**WHAT TO PRODUCE:** In the records below, reproduce word for word every line from the one containing "banner support stick." through the one containing "(51, 230), (552, 335)", including both of those lines.

— BEGIN DATA SUPPLIED —

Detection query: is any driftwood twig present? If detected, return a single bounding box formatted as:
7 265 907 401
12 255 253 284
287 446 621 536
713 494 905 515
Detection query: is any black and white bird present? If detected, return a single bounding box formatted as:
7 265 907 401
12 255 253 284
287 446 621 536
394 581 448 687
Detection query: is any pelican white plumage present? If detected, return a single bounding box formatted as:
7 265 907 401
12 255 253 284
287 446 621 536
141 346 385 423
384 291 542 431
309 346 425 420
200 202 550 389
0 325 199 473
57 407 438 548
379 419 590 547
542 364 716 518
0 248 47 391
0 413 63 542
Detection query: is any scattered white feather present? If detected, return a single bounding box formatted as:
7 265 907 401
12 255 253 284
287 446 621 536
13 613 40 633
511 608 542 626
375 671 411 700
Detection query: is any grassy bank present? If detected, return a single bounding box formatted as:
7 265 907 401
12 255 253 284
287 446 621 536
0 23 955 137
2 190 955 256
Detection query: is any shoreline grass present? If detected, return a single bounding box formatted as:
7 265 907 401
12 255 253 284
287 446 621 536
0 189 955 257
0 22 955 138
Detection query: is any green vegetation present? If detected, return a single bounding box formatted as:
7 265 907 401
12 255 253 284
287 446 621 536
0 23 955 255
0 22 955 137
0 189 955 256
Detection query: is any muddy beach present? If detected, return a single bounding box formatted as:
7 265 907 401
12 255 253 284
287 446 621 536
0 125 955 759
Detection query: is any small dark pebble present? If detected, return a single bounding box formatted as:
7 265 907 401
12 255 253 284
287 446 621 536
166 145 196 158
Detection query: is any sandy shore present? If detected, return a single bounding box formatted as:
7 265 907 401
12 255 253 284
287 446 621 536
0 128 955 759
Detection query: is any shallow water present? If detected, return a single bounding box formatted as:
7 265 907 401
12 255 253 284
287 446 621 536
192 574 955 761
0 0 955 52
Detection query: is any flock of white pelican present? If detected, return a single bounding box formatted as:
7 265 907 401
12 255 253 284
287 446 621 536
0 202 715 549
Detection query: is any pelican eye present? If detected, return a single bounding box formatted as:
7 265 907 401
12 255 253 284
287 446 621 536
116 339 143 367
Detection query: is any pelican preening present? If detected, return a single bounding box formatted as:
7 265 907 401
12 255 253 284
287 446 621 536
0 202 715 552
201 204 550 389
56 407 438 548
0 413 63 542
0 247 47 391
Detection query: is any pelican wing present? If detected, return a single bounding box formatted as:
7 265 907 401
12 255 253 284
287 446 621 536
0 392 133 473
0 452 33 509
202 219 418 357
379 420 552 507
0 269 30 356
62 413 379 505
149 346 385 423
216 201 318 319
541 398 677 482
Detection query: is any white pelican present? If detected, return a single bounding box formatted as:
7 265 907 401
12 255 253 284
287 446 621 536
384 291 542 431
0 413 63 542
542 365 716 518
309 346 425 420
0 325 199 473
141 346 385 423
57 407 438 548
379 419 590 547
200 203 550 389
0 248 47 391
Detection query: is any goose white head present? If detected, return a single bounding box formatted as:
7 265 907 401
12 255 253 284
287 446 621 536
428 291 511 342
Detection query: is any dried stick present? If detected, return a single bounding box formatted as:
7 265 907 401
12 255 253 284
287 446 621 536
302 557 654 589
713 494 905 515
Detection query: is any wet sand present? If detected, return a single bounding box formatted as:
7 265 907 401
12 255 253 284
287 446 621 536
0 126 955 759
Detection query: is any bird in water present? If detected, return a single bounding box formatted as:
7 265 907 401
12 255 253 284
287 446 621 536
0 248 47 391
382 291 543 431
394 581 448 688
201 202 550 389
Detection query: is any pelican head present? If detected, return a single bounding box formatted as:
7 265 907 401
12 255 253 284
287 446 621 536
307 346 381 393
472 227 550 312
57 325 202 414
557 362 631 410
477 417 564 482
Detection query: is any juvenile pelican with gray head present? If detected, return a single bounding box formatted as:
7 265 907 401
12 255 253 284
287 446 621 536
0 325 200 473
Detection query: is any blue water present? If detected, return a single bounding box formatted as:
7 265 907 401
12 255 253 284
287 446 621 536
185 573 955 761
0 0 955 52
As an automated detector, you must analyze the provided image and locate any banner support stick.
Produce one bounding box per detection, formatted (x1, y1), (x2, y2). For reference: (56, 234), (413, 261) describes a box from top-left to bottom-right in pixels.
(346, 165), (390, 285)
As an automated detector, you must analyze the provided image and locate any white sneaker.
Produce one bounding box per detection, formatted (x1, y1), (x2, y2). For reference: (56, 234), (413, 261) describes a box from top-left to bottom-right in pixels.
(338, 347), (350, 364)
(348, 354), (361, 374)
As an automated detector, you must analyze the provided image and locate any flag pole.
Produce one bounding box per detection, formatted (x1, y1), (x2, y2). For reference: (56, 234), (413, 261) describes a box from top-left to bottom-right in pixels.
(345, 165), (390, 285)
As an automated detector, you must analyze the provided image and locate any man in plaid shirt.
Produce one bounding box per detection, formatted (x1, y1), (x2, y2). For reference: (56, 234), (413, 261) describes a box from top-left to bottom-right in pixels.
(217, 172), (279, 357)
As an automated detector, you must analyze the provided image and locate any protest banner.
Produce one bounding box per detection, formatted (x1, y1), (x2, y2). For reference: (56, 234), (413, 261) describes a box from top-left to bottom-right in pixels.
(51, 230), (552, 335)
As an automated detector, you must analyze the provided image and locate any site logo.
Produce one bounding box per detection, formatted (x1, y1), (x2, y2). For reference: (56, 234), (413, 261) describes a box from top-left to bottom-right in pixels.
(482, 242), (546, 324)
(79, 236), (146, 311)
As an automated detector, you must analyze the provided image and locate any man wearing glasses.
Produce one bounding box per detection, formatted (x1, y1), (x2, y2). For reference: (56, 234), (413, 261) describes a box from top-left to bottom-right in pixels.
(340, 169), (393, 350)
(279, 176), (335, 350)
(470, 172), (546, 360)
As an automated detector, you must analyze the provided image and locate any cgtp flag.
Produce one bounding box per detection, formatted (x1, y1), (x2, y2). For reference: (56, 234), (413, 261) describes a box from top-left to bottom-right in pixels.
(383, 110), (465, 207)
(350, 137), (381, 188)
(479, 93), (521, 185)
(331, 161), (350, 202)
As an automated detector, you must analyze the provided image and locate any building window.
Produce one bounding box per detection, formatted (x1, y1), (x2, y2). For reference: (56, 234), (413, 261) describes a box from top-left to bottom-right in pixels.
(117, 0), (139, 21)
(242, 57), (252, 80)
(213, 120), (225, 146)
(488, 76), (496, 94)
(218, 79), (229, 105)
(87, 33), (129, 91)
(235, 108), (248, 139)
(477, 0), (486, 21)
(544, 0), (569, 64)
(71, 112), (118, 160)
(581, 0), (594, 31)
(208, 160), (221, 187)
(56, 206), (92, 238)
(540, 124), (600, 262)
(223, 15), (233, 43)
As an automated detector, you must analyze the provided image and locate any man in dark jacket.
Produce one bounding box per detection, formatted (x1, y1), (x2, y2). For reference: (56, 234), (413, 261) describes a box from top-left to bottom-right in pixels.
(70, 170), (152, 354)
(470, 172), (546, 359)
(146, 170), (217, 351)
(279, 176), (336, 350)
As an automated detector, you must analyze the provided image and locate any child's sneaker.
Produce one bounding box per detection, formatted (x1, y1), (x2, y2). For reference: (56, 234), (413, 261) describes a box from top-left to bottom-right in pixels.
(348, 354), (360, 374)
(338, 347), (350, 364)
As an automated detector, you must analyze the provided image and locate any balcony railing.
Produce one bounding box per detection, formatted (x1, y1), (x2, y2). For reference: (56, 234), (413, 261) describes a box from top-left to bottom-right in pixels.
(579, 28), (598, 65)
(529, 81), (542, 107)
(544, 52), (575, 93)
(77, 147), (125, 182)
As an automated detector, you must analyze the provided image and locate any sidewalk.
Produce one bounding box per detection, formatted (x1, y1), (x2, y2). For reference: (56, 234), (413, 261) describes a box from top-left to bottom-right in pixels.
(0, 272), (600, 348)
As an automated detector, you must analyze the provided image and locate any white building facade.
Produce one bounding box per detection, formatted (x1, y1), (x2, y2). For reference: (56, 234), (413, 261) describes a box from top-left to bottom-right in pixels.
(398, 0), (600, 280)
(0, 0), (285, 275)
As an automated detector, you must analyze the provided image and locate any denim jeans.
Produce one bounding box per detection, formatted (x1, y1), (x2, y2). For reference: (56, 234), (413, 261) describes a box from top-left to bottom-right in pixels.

— END DATA SUPPLIED —

**TASK ANSWER:**
As an automated detector, you must analyze the provided image and locate any banner support stick.
Produce one bounding box per detection, formatted (x1, y1), (x2, y2). For reference: (56, 234), (413, 261) describes a box from top-left to bottom-right in pixels.
(346, 165), (390, 285)
As an automated detector, you must analyze the provided image and locate any white sneaker.
Produce one bounding box per detection, formatted (x1, y1), (x2, y2). For reference: (56, 234), (413, 261) describes a box from top-left to bottom-right in pixels.
(338, 347), (350, 364)
(348, 354), (361, 374)
As an automated detector, you must analyze the provided image and locate any flag pole.
Produce one bounding box per detection, formatted (x1, y1), (x2, y2). For reference: (56, 234), (413, 261) describes a box from top-left to bottom-right in pixels.
(345, 165), (390, 285)
As an automated detector, you must analyze the provided image and locate any man in plaid shirt.
Produce one bounding box per detection, formatted (x1, y1), (x2, y2). For reference: (56, 234), (413, 261) describes a box from top-left to bottom-right in pixels.
(217, 172), (279, 357)
As an automated detector, you must analyze the provided image and locate any protest banner.
Produce one bounding box per detection, formatted (x1, y1), (x2, y2). For reference: (56, 234), (413, 261) describes a box from top-left to bottom-right in pixels.
(51, 230), (552, 335)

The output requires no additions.